- **Task item**:
Once you reach the line containing "116L67 130L85 98L71", write out that line and every remaining line of the records exactly.

(Beginning of Provided records)

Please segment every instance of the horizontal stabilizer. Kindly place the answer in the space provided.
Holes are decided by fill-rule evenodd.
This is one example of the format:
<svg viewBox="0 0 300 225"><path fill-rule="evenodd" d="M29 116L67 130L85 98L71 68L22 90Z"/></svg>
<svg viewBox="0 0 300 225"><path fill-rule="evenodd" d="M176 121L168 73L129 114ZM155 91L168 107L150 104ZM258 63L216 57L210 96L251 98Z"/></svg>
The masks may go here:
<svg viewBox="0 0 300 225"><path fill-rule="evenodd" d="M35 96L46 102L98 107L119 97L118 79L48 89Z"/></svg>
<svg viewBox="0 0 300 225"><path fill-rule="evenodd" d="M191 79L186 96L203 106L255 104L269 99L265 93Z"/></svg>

(End of Provided records)

- **Answer area**:
<svg viewBox="0 0 300 225"><path fill-rule="evenodd" d="M29 116L67 130L85 98L71 68L22 90Z"/></svg>
<svg viewBox="0 0 300 225"><path fill-rule="evenodd" d="M176 121L168 73L129 114ZM155 91L168 107L150 104ZM258 63L216 57L210 96L251 98Z"/></svg>
The masks may go here:
<svg viewBox="0 0 300 225"><path fill-rule="evenodd" d="M35 96L46 102L98 107L119 97L118 79L48 89Z"/></svg>
<svg viewBox="0 0 300 225"><path fill-rule="evenodd" d="M191 79L186 96L203 106L255 104L269 99L265 93Z"/></svg>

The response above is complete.